## DATASET EXTRACT
---------------
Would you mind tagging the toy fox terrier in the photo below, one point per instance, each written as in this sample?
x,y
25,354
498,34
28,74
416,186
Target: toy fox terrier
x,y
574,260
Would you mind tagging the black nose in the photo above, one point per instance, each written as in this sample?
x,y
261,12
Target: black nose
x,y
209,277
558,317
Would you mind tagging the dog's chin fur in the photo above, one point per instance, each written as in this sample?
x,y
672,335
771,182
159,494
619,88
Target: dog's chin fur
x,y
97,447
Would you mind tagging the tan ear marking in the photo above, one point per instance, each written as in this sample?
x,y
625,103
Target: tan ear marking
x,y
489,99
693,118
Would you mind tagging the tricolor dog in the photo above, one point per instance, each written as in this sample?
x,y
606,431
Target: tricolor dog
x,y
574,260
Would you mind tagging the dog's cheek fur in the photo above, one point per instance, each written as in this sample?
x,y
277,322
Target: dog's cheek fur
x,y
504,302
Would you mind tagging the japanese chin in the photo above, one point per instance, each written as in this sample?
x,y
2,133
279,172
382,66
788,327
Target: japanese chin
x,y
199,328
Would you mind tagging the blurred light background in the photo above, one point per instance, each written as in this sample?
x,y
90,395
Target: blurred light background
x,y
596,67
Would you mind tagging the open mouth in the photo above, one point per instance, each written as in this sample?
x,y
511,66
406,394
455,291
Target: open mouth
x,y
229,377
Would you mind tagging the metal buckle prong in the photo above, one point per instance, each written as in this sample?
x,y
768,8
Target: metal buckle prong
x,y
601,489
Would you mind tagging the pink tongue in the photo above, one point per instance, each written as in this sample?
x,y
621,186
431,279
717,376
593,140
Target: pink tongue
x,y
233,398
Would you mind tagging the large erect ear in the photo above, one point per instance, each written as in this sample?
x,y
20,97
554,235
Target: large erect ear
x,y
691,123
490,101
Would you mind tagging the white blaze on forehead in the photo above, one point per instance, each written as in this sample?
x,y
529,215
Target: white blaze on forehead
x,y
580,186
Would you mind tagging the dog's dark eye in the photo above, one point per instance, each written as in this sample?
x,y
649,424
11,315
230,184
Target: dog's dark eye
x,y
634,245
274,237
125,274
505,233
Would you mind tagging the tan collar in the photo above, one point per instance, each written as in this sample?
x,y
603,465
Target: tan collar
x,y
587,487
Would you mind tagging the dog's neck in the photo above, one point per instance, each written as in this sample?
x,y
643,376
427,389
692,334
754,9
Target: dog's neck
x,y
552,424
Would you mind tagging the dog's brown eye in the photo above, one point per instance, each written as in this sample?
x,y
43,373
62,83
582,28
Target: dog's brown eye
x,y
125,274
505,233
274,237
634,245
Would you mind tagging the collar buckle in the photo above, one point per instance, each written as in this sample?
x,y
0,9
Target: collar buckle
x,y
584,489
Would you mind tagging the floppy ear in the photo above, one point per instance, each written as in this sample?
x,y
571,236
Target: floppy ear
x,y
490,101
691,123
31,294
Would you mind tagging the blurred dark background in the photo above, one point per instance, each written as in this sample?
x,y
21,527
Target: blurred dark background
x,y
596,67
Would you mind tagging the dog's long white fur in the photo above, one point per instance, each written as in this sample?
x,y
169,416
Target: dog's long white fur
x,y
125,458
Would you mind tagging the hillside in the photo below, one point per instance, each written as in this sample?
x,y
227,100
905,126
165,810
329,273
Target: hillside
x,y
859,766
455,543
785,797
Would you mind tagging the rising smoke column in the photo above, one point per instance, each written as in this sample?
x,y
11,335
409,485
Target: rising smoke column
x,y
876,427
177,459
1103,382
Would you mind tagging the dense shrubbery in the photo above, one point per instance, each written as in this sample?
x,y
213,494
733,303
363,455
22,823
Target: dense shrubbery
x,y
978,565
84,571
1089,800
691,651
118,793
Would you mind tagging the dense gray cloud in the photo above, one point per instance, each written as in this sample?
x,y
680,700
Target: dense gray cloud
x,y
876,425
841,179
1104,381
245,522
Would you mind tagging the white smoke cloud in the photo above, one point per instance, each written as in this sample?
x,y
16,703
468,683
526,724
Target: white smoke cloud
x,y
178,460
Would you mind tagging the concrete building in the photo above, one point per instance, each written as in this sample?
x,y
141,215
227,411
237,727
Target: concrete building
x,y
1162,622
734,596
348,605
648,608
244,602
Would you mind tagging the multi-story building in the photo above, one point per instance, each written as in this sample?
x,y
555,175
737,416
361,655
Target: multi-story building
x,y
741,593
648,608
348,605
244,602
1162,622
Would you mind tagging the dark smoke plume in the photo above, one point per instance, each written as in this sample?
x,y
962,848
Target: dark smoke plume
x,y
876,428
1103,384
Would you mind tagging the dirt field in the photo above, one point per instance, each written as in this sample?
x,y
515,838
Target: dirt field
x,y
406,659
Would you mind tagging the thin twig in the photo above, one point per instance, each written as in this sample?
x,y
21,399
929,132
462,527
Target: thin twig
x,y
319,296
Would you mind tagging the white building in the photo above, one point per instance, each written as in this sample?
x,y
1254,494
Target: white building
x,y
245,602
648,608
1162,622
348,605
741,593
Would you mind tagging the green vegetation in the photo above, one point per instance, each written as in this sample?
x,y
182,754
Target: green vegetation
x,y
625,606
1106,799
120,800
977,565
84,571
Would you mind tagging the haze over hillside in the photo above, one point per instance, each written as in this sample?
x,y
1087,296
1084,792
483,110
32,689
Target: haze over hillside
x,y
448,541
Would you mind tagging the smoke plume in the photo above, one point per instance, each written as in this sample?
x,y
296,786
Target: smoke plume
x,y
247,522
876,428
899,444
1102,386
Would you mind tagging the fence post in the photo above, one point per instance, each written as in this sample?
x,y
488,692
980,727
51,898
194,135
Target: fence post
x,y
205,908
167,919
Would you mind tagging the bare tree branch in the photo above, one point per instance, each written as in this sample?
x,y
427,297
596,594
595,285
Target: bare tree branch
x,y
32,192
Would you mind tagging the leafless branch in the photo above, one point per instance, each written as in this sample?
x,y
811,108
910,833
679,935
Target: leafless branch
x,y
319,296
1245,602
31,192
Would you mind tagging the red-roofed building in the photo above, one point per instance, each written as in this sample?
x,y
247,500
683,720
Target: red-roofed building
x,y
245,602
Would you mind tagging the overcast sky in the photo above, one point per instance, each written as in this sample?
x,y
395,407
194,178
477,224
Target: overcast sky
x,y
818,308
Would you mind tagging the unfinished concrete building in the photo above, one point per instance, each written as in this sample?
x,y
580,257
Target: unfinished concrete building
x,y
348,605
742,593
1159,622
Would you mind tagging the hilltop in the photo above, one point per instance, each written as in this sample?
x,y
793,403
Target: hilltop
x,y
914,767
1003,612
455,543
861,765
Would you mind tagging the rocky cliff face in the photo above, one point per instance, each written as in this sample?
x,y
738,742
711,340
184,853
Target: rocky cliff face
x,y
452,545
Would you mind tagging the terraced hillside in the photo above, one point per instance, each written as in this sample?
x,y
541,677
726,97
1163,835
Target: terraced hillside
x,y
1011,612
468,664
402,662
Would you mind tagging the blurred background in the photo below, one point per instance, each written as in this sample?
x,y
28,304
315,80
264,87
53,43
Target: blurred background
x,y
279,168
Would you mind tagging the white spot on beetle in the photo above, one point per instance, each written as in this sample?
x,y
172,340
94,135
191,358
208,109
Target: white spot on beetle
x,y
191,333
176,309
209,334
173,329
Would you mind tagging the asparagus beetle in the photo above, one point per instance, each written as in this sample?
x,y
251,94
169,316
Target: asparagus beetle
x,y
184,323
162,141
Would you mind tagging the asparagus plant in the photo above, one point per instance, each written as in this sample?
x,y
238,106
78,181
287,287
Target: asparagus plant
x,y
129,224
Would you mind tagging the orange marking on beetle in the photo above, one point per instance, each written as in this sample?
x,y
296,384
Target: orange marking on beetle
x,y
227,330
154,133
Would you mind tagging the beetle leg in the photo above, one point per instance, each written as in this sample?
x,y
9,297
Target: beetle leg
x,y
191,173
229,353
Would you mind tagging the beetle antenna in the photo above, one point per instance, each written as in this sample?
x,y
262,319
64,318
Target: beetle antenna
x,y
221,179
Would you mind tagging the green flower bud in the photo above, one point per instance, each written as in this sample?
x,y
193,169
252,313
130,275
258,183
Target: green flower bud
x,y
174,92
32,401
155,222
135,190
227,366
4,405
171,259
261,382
---------------
## TASK GOAL
Emit verbatim the lines running from the one with "Would you mind tagging the asparagus plant" through the last line of the data, both endpoints inclusive.

## SOLUTION
Would you mind tagging the asparagus plant in the photo above, one point per instance, each written as in this sample?
x,y
238,106
78,181
287,287
Target: asparagus plant
x,y
129,224
Would you mind tagging the orange marking on beetle in the photo above, one point per instance, each written as in this sample?
x,y
296,384
Target: orange marking on beetle
x,y
227,330
154,133
Would you mind tagging the beetle leg in the photo above, one point per instance, each written as in this sample?
x,y
9,297
Target: beetle leg
x,y
191,173
229,353
Would you mind tagging the beetle antenna in the photo above, one point per instance, each written as in this sample?
x,y
262,319
64,318
Target: beetle antenna
x,y
221,179
Would you mind tagging the green flower bud in the photo above, one point per instance, each written as in this sample?
x,y
193,169
252,313
130,275
258,183
Target: green flower bud
x,y
174,92
32,401
155,222
135,190
227,366
4,405
171,259
261,382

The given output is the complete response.